作業指示 ▸
A – 次の(i)〜(iii)が本文の内容と合っているかを、それぞれ「はい」か「いいえ」で答えよ。判断の根拠となる本文の語句をそのまま引用すること。
(i) 経産省が問題にしているのはQRコード決済の手数料である。
(ii) QRコード決済の通常の手数料料率は2~3%程度である。
(iii) 日本のクレジットカードの手数料料率は海外と同程度である。
B – 本文に基づいて次の問いに答えよ。
(i) 経産省は、キャッシュレス決済の事業者に何の開示を義務付けるとしているか。
(ii) QRコード決済の多くは、いつ頃まで手数料を無料にしているか。
(iii) 海外で普通といわれる手数料料率はどの程度か。

本文 ▸
__________
決済事業者の手数料一覧を表示し比較させる

そこで政府は、手数料料率の引き下げこそが、引き続きキャッシュレス化を進める際の肝だと考えたのだろう。

なんと経産省は近く、キャッシュレス決済の事業者が加盟店から受け取る決済手数料の料率を開示するよう義務付ける、というのだ。

つまり、決済事業者それぞれの手数料を一覧表示し、小売店舗の経営者が決済事業者ごとの手数料料率を見比べて手数料の安い事業者を探しやすいようにするというわけだ。それによって手数料競争を起こすのが狙いだ。

決済事業者といっても、経産省が問題にしているのはクレジットカード会社の手数料だ。

というのは、ペイペイやLINEペイ、auペイなどのQRコード決済は、ポイント還元制度の実施期間中はもちろんのこと、2021年の半ば頃まで手数料を無料にしているところが多く、通常の手数料料率自体も2~3%程度で、クレジットカードに比べて低い。

だから、ポイント還元制度が終了するにあたって問題なのは、「クレジットカードの手数料料率が高すぎる」ことだというのが経産省の考えなのだ。

クレジットカードの手数料が高いワケ

経産省は、決済事業者が手数料を公開することで、加盟店が決済事業者を比較し選別することが容易になり、その結果、決済事業者間の競争が生まれ、ひいてはキャッシュレスの促進や利便性の向上など消費者のメリットにもつながる、などと説明している。

しかし、経産省のこうした考えは非常に一面的な見方であり、あまりに短絡的である。

海外では、2~3%が普通といわれる手数料料率であるが、日本だけが5~6%と突出しているのはたしかに問題である。しかし、政府のように手数料さえ下げてしまえばキャッシュレスが普及すると信じている点は、見当違いも甚だしい。
__________
抽出データ ▸
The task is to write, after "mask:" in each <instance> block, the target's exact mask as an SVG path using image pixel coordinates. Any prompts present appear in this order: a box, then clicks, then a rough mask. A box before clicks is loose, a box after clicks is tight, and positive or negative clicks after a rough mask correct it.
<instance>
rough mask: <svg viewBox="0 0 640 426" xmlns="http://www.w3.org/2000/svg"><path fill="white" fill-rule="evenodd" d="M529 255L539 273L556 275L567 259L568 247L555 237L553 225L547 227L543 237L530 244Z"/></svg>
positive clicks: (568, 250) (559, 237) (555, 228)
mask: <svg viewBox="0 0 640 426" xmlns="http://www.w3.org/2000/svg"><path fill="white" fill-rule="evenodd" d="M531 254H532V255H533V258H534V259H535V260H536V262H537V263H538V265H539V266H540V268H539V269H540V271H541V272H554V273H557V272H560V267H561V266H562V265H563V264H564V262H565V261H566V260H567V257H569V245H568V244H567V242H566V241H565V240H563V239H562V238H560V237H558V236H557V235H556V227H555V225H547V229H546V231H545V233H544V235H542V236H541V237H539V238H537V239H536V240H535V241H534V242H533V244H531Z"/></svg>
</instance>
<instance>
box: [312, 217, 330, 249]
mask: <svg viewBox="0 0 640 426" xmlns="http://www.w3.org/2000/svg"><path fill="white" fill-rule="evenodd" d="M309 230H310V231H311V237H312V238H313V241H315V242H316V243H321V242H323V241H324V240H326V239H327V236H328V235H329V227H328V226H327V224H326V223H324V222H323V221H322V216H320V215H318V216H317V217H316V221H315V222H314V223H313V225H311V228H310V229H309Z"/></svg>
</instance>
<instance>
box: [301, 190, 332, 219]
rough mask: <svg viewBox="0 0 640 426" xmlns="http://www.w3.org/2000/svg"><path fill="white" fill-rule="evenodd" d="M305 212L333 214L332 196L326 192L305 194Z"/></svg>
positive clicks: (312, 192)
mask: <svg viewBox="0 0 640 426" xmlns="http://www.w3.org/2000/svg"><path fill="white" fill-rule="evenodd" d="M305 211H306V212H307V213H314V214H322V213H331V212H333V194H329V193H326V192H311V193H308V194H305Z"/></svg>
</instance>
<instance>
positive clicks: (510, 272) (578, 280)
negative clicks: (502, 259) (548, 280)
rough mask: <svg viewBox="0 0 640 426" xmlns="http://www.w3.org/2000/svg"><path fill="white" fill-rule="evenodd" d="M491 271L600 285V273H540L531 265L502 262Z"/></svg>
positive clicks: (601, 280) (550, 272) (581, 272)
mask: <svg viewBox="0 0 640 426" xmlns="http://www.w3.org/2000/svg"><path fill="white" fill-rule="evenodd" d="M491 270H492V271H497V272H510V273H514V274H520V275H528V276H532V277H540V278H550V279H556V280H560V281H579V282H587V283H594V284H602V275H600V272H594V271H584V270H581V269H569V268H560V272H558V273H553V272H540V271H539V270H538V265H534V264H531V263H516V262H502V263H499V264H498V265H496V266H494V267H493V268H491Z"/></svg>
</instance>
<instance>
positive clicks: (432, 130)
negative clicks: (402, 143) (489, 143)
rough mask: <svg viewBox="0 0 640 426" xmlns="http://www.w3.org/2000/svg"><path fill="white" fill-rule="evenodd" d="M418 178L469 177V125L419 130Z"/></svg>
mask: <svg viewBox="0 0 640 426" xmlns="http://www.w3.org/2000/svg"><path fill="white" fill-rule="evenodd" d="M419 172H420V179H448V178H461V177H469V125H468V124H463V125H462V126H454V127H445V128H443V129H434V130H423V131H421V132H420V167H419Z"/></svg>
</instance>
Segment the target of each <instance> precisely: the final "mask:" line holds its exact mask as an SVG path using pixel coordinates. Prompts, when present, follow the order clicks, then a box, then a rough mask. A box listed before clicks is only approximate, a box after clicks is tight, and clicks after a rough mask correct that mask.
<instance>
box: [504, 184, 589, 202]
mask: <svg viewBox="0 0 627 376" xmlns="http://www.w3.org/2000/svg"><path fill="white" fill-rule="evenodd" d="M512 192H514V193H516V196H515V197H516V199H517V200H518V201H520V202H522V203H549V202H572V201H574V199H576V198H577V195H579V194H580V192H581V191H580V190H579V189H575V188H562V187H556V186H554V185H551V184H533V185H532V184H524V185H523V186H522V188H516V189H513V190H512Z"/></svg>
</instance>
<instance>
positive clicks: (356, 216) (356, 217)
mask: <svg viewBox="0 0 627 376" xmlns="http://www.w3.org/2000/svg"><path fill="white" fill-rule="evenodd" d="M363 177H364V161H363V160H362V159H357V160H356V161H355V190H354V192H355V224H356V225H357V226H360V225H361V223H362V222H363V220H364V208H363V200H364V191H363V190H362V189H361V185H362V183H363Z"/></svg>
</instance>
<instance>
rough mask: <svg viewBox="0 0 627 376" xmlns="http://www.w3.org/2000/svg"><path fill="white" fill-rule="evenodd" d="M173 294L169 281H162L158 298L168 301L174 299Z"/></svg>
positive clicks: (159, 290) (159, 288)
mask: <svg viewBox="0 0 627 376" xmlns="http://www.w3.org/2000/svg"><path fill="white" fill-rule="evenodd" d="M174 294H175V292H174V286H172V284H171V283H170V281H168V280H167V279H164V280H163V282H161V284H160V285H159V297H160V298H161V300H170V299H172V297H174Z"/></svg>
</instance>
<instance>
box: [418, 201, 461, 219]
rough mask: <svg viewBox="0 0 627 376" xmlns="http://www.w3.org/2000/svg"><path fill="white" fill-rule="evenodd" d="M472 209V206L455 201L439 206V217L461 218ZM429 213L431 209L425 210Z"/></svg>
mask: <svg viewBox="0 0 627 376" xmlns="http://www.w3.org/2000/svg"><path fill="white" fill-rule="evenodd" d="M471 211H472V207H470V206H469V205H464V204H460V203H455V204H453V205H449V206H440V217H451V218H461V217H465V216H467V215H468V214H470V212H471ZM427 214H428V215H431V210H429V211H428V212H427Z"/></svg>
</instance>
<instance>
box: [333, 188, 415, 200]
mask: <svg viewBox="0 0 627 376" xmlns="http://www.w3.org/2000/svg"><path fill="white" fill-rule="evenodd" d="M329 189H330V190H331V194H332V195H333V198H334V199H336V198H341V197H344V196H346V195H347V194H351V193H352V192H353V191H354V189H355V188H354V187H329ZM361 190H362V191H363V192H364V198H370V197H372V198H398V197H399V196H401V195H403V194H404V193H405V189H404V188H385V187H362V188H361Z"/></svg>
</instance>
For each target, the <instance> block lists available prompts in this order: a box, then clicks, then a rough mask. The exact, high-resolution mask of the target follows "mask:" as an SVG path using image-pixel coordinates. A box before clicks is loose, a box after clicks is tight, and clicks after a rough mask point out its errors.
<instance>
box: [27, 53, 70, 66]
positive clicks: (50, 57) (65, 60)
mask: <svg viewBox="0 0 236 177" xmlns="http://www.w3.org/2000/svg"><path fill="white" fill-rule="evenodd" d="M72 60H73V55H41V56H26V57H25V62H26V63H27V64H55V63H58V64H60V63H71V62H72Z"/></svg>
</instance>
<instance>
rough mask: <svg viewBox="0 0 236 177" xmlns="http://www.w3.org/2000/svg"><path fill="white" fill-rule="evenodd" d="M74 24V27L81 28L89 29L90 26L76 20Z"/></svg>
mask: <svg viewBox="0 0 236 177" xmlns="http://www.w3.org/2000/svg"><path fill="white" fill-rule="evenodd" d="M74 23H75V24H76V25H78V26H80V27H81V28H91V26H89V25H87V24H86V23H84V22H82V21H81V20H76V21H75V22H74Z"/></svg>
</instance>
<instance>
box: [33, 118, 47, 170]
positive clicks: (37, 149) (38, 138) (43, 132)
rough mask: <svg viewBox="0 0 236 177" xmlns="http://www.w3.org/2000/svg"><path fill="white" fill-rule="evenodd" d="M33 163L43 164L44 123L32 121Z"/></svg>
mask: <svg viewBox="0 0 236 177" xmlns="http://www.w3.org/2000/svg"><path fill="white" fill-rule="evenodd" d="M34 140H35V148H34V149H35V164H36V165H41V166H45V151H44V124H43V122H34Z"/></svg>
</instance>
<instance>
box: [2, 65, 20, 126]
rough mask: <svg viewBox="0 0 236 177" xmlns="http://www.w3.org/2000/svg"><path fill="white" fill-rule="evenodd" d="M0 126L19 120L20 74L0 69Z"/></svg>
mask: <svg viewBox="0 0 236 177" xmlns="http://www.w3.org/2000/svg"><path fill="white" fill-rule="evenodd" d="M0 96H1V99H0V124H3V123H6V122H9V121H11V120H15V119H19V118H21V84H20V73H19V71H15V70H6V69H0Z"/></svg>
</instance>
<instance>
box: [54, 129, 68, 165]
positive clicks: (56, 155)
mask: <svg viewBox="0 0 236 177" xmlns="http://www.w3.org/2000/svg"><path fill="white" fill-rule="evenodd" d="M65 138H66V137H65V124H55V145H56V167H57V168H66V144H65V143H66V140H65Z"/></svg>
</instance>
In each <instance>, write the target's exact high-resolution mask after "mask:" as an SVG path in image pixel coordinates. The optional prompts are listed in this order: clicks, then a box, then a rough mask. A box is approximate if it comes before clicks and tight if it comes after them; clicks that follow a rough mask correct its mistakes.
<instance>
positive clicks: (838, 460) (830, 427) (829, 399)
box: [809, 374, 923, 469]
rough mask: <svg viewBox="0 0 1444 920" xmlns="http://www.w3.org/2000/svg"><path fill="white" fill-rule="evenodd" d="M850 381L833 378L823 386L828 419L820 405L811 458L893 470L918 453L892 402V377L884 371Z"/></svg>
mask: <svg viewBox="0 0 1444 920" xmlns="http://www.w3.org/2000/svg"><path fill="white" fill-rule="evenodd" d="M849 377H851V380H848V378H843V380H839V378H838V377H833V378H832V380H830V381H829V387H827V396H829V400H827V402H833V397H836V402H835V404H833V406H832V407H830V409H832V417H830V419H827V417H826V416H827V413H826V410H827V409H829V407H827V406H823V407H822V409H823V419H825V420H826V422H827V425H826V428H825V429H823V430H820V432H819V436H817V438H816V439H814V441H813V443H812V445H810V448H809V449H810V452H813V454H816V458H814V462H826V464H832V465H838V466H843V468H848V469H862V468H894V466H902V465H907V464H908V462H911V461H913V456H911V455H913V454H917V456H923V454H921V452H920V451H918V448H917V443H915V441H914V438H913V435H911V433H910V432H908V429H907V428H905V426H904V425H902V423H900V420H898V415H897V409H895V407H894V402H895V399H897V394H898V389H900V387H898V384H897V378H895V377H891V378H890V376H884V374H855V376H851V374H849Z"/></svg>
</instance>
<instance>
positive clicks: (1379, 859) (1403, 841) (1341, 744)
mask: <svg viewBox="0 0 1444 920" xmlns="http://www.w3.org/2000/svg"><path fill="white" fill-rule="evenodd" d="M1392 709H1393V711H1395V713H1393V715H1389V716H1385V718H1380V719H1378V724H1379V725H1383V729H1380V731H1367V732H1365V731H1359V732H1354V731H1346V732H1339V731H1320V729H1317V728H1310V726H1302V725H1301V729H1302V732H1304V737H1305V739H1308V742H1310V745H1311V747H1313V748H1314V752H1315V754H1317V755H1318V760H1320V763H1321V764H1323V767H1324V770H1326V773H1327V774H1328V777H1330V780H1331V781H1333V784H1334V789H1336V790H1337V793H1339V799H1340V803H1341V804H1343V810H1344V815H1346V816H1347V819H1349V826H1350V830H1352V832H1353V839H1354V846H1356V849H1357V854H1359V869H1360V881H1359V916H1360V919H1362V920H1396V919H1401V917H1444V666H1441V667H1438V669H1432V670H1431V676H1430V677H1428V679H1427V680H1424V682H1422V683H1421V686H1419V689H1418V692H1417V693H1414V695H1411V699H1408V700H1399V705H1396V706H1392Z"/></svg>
__________
解答 ▸
A –
(i) いいえ。「経産省が問題にしているのはクレジットカード会社の手数料だ。」
(ii) はい。「通常の手数料料率自体も2~3%程度で、クレジットカードに比べて低い。」
(iii) いいえ。「日本だけが5~6%と突出している」

B –
(i) 加盟店から受け取る決済手数料の料率
(ii) 2021年の半ば頃まで
(iii) 2~3%